▸ Quoted passage
☆ ☆ ☆

At the Blockchain Week 2024 conference in Sydney, a member of the Commonwealth Parliament from Parramatta said that blockchain technology could improve the country’s productivity and economic performance, attracting $60 billion annually to the budget.

Andrew Charlton said that in the last three months of 2023, labor productivity in Australia rose by only 0.9%, and this figure is not high enough to maintain living standards. Without this, the path to higher wages is closed.

Blockchain has the potential to grow Australia’s economy on par with air travel, the automotive industry, silicon chip creation and the Internet. The politician believes that blockchain can simplify the maintenance of medical records, tax collection, real estate sales and voting. The technology will be useful for tracking supply chains of goods in real time, and will also reduce the time for processing financial transactions by eliminating intermediaries, the parliamentarian believes.

Australia is too slow to develop rules for regulating digital assets – in fact, there are no laws regarding cryptocurrencies on the continent. Egdrew Charlton hopes lawmakers will speed up the emergence of a regulatory framework that will allow local companies to hold cryptocurrencies on the same basis as traditional assets.

☆ ☆ ☆

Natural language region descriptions
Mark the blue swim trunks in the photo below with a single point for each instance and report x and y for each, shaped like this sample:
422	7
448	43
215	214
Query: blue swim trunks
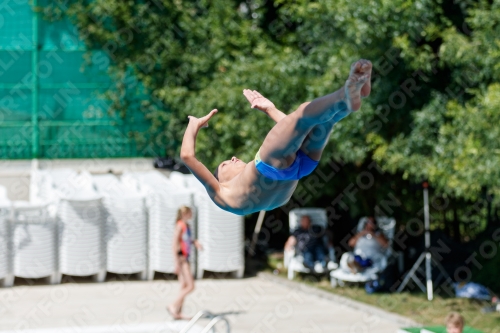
301	167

☆ ☆ ☆

▸ Prompt 1
According to the blockchain article, by how much did labor productivity in Australia rise in the last three months of 2023?
▸ Prompt 2
Transcribe everything in the blockchain article from "Andrew Charlton said" down to "the parliamentarian believes.".
▸ Prompt 3
State whether each statement agrees with the blockchain article, answering yes or no and quoting the words that decide it: (a) The Blockchain Week 2024 conference took place in Melbourne. (b) The member of Parliament said blockchain technology could attract $60 billion annually to the budget. (c) Australia already has laws regarding cryptocurrencies.

▸ Exercise solution 1
It rose by only 0.9%.

▸ Exercise solution 2
Andrew Charlton said that in the last three months of 2023, labor productivity in Australia rose by only 0.9%, and this figure is not high enough to maintain living standards. Without this, the path to higher wages is closed.

Blockchain has the potential to grow Australia’s economy on par with air travel, the automotive industry, silicon chip creation and the Internet. The politician believes that blockchain can simplify the maintenance of medical records, tax collection, real estate sales and voting. The technology will be useful for tracking supply chains of goods in real time, and will also reduce the time for processing financial transactions by eliminating intermediaries, the parliamentarian believes.

▸ Exercise solution 3
(a) No: "At the Blockchain Week 2024 conference in Sydney"
(b) Yes: "attracting $60 billion annually to the budget"
(c) No: "there are no laws regarding cryptocurrencies on the continent"